### [TASK PROMPT]
Return all of the entries below word for word, keeping every line the same.

### [EXERCISE INPUTS]
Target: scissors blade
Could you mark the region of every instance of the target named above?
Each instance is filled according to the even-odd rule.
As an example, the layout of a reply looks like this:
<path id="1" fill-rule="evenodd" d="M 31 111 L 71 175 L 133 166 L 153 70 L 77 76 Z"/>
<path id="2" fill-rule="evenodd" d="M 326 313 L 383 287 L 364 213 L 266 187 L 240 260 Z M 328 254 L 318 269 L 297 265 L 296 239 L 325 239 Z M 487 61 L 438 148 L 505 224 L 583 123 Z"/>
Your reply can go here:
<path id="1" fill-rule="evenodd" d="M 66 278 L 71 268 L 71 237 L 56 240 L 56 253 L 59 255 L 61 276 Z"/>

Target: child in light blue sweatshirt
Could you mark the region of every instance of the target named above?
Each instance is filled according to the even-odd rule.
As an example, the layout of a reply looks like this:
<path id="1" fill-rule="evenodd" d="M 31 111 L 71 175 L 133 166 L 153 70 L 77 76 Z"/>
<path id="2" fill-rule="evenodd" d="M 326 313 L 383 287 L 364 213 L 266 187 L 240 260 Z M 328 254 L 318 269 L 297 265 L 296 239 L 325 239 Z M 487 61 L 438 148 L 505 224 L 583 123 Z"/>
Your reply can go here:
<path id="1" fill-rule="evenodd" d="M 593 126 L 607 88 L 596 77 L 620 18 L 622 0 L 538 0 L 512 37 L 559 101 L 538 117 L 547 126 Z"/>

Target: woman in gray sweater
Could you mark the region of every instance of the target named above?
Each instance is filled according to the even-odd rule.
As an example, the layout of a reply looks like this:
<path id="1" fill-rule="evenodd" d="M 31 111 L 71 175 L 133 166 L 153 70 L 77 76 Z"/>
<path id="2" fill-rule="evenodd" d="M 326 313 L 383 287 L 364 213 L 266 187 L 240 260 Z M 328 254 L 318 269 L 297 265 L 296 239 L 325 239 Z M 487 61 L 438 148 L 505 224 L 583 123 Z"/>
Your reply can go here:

### [EXERCISE ANSWER]
Target: scissors blade
Could you mark the region of every instance of the target named above?
Each instance is filled according to the even-odd rule.
As an example, the layout of a reply looks like this:
<path id="1" fill-rule="evenodd" d="M 31 111 L 71 175 L 133 166 L 153 70 L 77 76 Z"/>
<path id="2" fill-rule="evenodd" d="M 326 313 L 383 287 L 364 213 L 266 187 L 240 260 Z M 328 254 L 318 269 L 297 265 L 296 239 L 325 239 Z M 487 61 L 438 148 L 505 224 L 583 123 Z"/>
Your reply can go here:
<path id="1" fill-rule="evenodd" d="M 66 278 L 71 268 L 71 237 L 56 240 L 56 253 L 59 255 L 61 276 Z"/>

Target: child in light blue sweatshirt
Could you mark the region of every instance of the target named above?
Each instance is filled according to the even-odd rule.
As an example, the layout of a reply looks like this:
<path id="1" fill-rule="evenodd" d="M 31 111 L 71 175 L 133 166 L 153 70 L 77 76 Z"/>
<path id="2" fill-rule="evenodd" d="M 326 313 L 383 287 L 364 213 L 266 187 L 240 260 Z M 328 254 L 318 269 L 297 265 L 296 239 L 325 239 Z M 487 61 L 438 148 L 505 224 L 583 123 Z"/>
Your reply can go here:
<path id="1" fill-rule="evenodd" d="M 593 126 L 607 88 L 596 77 L 620 18 L 622 0 L 538 0 L 512 37 L 559 101 L 538 117 L 547 126 Z"/>

Target: woman in gray sweater
Could you mark the region of every instance of the target named above?
Each instance is filled according to the even-odd rule.
As an example, the layout of a reply looks like this:
<path id="1" fill-rule="evenodd" d="M 31 111 L 71 175 L 133 166 L 153 70 L 77 76 Z"/>
<path id="2" fill-rule="evenodd" d="M 326 313 L 383 287 L 364 213 L 266 187 L 240 260 Z M 328 254 L 318 269 L 297 265 L 296 239 L 325 239 Z M 487 61 L 438 148 L 505 224 L 583 123 Z"/>
Your reply can go here:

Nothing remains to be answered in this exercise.